**Prompt**
Examine the records and identify each line that includes the string "plant". Copy those lines.

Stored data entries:
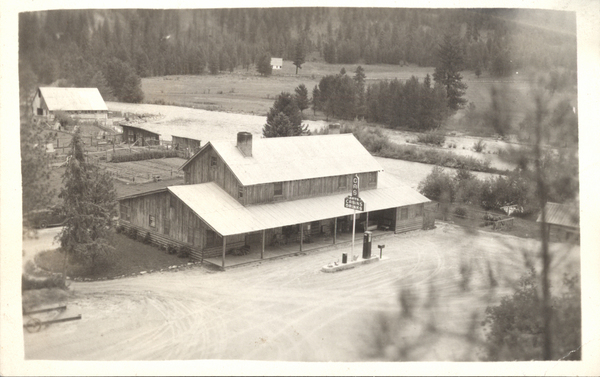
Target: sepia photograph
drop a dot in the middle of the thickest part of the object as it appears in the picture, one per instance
(341, 188)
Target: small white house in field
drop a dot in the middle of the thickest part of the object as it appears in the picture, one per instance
(84, 104)
(277, 63)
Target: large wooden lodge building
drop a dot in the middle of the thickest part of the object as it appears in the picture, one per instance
(251, 193)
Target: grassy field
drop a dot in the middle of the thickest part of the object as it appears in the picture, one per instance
(247, 92)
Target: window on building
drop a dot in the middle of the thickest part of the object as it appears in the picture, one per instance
(278, 188)
(372, 178)
(212, 239)
(125, 215)
(404, 213)
(191, 234)
(419, 210)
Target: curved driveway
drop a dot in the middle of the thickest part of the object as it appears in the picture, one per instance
(286, 309)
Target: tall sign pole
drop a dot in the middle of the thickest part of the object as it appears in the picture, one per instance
(355, 185)
(356, 203)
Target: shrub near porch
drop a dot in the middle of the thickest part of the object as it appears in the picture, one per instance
(129, 257)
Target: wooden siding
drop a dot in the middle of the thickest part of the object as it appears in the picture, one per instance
(429, 212)
(412, 220)
(186, 145)
(201, 171)
(132, 134)
(265, 193)
(175, 224)
(162, 240)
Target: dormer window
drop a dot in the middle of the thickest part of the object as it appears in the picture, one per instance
(278, 188)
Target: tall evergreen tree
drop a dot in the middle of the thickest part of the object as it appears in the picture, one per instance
(299, 55)
(35, 169)
(132, 89)
(447, 72)
(263, 66)
(301, 97)
(359, 79)
(89, 204)
(99, 82)
(316, 99)
(284, 118)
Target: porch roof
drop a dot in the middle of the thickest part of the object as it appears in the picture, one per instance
(227, 216)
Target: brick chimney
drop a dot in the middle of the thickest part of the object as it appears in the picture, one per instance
(244, 143)
(334, 128)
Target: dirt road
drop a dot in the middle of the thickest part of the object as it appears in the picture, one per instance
(288, 309)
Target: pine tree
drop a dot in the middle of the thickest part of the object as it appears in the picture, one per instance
(89, 205)
(316, 99)
(359, 79)
(263, 66)
(132, 91)
(447, 72)
(35, 169)
(301, 97)
(284, 118)
(299, 55)
(99, 82)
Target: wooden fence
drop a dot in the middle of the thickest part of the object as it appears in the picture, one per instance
(469, 217)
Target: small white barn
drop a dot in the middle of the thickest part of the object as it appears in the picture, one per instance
(84, 104)
(276, 63)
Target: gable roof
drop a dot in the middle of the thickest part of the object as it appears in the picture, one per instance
(227, 216)
(293, 158)
(561, 214)
(73, 99)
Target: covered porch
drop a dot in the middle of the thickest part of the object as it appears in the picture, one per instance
(272, 251)
(280, 228)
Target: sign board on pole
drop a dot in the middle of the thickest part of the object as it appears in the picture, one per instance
(355, 185)
(354, 203)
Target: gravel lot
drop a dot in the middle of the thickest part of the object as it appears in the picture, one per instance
(287, 309)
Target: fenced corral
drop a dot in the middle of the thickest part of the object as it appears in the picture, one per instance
(469, 217)
(60, 142)
(143, 171)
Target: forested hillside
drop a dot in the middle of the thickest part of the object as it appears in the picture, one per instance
(112, 49)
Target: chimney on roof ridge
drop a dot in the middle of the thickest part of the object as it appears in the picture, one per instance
(244, 143)
(334, 128)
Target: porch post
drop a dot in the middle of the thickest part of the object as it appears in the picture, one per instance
(334, 230)
(224, 248)
(301, 235)
(262, 251)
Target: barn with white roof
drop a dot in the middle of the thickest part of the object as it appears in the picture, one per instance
(85, 104)
(272, 193)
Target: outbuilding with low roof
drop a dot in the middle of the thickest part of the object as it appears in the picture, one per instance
(84, 104)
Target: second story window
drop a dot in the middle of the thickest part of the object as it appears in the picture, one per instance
(372, 178)
(278, 188)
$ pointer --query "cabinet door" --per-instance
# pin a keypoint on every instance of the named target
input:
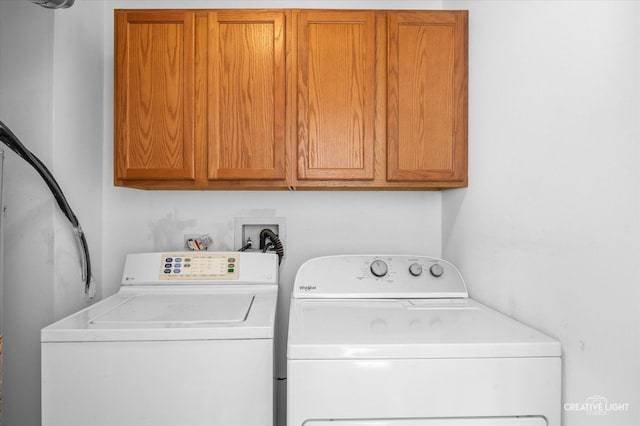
(154, 95)
(336, 94)
(246, 95)
(427, 96)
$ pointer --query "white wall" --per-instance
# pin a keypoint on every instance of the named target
(548, 230)
(51, 97)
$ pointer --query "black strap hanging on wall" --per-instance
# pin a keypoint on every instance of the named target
(12, 141)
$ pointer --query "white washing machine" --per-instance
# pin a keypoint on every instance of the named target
(396, 341)
(188, 341)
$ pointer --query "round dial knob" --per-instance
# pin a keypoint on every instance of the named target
(379, 268)
(415, 269)
(436, 270)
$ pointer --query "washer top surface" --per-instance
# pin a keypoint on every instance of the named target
(339, 311)
(240, 307)
(408, 328)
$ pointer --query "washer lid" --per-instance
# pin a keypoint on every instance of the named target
(404, 328)
(173, 313)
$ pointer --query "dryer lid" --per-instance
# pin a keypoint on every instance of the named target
(404, 328)
(173, 313)
(178, 308)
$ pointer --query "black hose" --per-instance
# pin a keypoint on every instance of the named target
(12, 141)
(275, 242)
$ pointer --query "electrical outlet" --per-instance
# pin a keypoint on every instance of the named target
(250, 227)
(208, 241)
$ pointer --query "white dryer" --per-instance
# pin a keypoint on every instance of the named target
(188, 340)
(396, 341)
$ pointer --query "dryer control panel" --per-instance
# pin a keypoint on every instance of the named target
(199, 266)
(204, 267)
(379, 276)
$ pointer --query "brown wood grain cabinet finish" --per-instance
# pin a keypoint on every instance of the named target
(154, 96)
(336, 94)
(276, 99)
(247, 95)
(427, 127)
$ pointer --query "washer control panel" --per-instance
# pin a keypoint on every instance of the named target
(378, 276)
(199, 266)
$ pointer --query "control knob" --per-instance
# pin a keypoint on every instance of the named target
(379, 268)
(436, 270)
(415, 269)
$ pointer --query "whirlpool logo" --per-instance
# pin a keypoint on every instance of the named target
(308, 287)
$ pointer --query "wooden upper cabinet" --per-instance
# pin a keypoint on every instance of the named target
(246, 95)
(427, 96)
(255, 99)
(336, 94)
(154, 95)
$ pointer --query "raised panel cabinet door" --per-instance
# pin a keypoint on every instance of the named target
(247, 95)
(336, 95)
(427, 96)
(154, 95)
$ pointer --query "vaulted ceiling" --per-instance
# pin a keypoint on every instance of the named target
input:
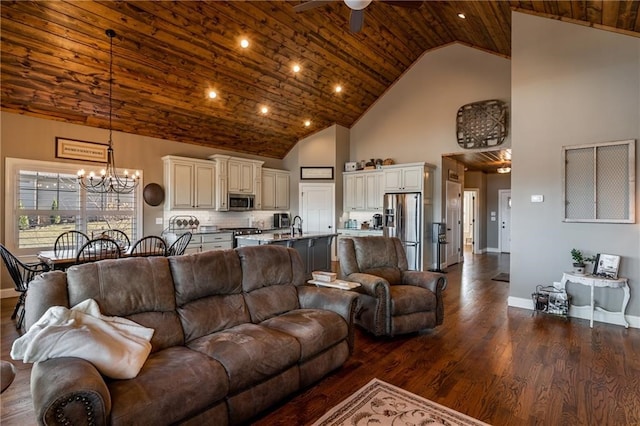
(168, 56)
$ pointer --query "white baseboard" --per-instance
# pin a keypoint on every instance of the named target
(582, 312)
(6, 293)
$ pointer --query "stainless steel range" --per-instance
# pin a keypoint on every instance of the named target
(241, 231)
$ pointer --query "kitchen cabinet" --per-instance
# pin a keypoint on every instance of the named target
(206, 242)
(374, 193)
(190, 183)
(242, 175)
(275, 189)
(363, 191)
(237, 176)
(403, 178)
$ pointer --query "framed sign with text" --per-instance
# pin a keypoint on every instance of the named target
(316, 173)
(81, 150)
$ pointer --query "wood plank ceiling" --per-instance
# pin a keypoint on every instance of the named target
(169, 55)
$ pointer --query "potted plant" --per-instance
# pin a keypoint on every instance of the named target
(579, 261)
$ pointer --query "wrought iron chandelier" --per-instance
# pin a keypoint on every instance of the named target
(108, 181)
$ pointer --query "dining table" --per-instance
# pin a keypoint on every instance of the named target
(62, 259)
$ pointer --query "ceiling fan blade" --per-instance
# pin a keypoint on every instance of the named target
(409, 4)
(311, 4)
(356, 20)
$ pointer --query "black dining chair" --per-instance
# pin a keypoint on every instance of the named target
(70, 241)
(118, 236)
(180, 245)
(98, 249)
(149, 246)
(21, 274)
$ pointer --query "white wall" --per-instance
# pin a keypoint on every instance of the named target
(415, 120)
(570, 85)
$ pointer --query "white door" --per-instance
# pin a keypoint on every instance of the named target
(454, 225)
(505, 220)
(317, 207)
(470, 222)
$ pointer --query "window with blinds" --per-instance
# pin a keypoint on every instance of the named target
(599, 182)
(45, 200)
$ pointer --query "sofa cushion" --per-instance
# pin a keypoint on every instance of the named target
(269, 276)
(407, 299)
(250, 353)
(139, 288)
(378, 256)
(174, 384)
(316, 330)
(208, 292)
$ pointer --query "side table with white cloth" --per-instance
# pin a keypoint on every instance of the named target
(598, 281)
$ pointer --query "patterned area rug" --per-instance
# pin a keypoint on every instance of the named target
(502, 276)
(379, 403)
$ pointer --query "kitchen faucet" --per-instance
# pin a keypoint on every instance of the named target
(293, 226)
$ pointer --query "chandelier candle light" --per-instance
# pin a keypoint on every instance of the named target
(109, 181)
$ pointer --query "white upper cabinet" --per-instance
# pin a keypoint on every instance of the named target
(403, 178)
(241, 177)
(363, 191)
(237, 176)
(373, 191)
(190, 183)
(275, 189)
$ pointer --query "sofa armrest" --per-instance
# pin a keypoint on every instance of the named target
(370, 284)
(342, 302)
(46, 290)
(69, 391)
(433, 281)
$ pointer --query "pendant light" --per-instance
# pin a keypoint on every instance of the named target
(108, 181)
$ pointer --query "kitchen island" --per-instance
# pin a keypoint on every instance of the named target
(314, 248)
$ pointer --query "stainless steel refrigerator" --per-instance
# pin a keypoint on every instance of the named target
(403, 219)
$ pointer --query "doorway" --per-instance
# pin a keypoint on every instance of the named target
(504, 218)
(317, 207)
(454, 223)
(470, 224)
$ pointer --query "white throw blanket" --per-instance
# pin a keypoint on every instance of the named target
(118, 347)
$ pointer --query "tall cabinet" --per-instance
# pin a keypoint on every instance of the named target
(275, 189)
(236, 176)
(189, 182)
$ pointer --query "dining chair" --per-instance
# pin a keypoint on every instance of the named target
(98, 249)
(118, 236)
(151, 245)
(70, 241)
(21, 274)
(180, 245)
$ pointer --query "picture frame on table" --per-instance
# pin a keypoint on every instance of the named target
(606, 265)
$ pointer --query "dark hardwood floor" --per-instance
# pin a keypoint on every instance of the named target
(501, 365)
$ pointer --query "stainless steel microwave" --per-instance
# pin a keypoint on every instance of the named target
(241, 201)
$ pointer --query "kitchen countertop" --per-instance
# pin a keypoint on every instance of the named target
(284, 236)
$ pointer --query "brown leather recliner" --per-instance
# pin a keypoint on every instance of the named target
(394, 300)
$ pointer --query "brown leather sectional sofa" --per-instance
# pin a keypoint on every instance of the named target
(236, 331)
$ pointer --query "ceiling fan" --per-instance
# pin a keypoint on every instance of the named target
(356, 19)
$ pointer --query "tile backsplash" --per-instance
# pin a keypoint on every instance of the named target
(262, 219)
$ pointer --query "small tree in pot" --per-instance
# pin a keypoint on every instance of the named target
(579, 261)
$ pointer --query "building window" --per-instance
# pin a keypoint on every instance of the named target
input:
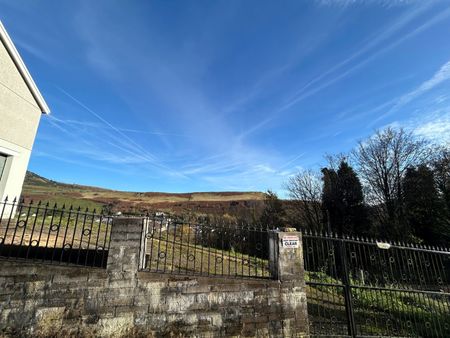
(2, 164)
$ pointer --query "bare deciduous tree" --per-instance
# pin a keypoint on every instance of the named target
(305, 189)
(382, 161)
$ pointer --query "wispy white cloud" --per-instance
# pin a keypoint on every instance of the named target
(442, 75)
(383, 3)
(438, 78)
(372, 50)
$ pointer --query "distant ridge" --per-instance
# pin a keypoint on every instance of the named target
(39, 188)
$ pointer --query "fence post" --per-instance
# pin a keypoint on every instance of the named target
(286, 255)
(125, 247)
(345, 277)
(286, 265)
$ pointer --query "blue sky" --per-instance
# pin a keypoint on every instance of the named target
(207, 95)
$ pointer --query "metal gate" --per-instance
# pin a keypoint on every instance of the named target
(367, 288)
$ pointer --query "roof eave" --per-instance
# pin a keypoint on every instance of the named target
(15, 56)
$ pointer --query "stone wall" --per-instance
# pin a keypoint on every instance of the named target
(39, 300)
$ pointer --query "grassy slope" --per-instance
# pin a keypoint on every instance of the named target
(40, 188)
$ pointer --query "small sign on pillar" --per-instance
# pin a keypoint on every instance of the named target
(286, 255)
(291, 242)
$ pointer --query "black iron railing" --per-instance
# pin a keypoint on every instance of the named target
(60, 235)
(363, 287)
(205, 248)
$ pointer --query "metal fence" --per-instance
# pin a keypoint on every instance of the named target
(51, 234)
(207, 248)
(364, 288)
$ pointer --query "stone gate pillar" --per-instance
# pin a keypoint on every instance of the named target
(286, 265)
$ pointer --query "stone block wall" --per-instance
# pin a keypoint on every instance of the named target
(41, 300)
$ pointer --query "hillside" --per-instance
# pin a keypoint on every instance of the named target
(39, 188)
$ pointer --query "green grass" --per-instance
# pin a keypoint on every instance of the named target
(392, 312)
(165, 253)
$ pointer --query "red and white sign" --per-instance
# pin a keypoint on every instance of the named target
(290, 242)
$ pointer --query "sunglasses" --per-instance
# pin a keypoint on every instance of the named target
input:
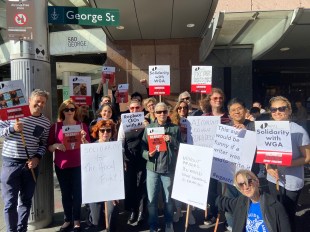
(281, 109)
(240, 185)
(69, 109)
(105, 130)
(217, 98)
(161, 112)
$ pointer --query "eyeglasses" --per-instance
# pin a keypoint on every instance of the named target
(105, 130)
(281, 109)
(250, 181)
(69, 109)
(217, 98)
(161, 112)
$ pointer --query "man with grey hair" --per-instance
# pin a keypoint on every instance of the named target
(16, 176)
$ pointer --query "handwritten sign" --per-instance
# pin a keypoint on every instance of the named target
(80, 89)
(201, 130)
(102, 172)
(72, 136)
(274, 145)
(13, 103)
(108, 75)
(192, 175)
(201, 79)
(132, 121)
(159, 79)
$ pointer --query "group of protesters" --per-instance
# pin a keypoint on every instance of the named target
(149, 172)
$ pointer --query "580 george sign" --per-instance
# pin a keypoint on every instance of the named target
(83, 16)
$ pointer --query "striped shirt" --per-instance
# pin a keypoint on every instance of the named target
(35, 130)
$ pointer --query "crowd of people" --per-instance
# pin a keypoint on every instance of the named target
(150, 173)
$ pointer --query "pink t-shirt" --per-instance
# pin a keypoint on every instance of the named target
(69, 158)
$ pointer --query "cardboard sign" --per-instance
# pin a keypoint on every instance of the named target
(202, 129)
(201, 79)
(72, 136)
(159, 80)
(80, 89)
(122, 96)
(274, 144)
(192, 175)
(108, 75)
(13, 101)
(132, 121)
(102, 172)
(156, 141)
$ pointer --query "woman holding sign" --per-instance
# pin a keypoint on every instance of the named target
(65, 139)
(290, 178)
(103, 131)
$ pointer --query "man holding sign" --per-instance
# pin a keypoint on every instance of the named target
(16, 179)
(290, 178)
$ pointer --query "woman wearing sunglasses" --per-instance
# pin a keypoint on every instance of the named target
(103, 131)
(291, 178)
(253, 210)
(160, 167)
(135, 172)
(68, 164)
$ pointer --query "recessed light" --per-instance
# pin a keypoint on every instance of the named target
(284, 49)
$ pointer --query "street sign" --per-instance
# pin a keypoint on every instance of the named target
(83, 16)
(20, 20)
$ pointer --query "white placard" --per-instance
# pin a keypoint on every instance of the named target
(201, 130)
(132, 121)
(192, 175)
(102, 172)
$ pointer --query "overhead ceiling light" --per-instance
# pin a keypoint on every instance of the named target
(284, 49)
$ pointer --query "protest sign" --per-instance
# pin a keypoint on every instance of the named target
(13, 101)
(155, 138)
(274, 145)
(159, 80)
(132, 121)
(122, 93)
(108, 75)
(72, 136)
(192, 175)
(80, 89)
(201, 79)
(201, 130)
(234, 149)
(102, 172)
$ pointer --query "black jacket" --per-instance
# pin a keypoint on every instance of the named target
(275, 217)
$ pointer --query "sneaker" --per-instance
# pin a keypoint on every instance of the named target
(191, 219)
(169, 228)
(210, 220)
(177, 215)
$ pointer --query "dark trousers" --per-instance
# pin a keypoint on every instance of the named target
(71, 192)
(289, 200)
(135, 189)
(96, 215)
(17, 182)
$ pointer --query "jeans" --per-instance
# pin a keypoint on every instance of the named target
(18, 187)
(71, 192)
(153, 182)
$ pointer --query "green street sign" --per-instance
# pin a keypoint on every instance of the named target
(83, 16)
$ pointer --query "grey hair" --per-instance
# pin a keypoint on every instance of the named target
(39, 92)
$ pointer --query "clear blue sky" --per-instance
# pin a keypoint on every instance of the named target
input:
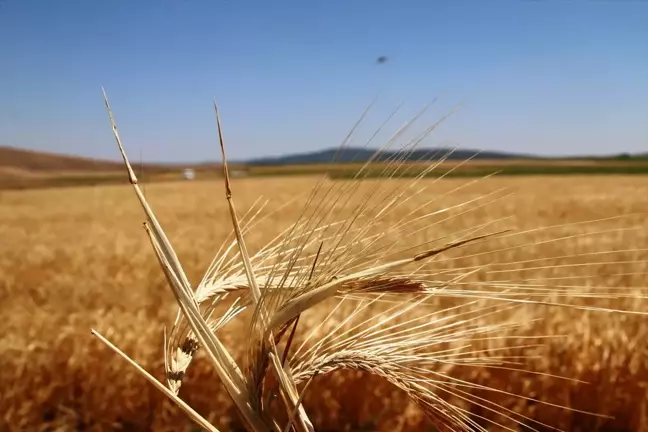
(548, 77)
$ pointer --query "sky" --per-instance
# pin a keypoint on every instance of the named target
(543, 77)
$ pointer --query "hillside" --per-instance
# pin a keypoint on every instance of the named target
(357, 154)
(40, 162)
(21, 168)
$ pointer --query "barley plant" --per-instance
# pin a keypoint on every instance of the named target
(440, 314)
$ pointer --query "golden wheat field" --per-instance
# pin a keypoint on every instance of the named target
(72, 259)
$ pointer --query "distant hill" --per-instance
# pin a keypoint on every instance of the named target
(29, 160)
(356, 154)
(21, 168)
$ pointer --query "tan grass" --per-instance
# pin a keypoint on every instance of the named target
(476, 342)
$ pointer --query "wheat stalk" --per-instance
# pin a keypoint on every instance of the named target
(348, 246)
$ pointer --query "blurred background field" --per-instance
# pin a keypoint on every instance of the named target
(77, 258)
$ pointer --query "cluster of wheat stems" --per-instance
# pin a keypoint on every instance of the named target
(348, 247)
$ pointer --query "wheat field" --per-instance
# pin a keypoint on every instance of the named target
(72, 259)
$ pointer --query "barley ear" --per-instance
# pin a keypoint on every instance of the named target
(288, 387)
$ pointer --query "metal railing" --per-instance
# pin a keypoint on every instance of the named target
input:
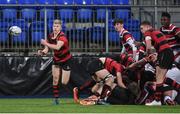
(88, 28)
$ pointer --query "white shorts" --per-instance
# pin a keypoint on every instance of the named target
(174, 74)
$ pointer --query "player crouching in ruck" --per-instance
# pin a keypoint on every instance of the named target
(148, 96)
(105, 71)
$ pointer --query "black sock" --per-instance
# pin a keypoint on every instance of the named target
(56, 91)
(106, 91)
(87, 85)
(172, 83)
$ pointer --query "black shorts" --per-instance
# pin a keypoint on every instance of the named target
(94, 66)
(67, 65)
(165, 59)
(121, 96)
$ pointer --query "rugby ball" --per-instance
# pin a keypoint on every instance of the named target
(15, 30)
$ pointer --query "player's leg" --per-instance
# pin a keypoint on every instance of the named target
(108, 80)
(56, 71)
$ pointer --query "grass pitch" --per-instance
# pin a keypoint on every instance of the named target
(44, 105)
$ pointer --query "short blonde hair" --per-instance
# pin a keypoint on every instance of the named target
(57, 21)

**Reply to the task**
$ pointer --query "potted plant" --per-instance
$ pointer --query "barley plant" --per-instance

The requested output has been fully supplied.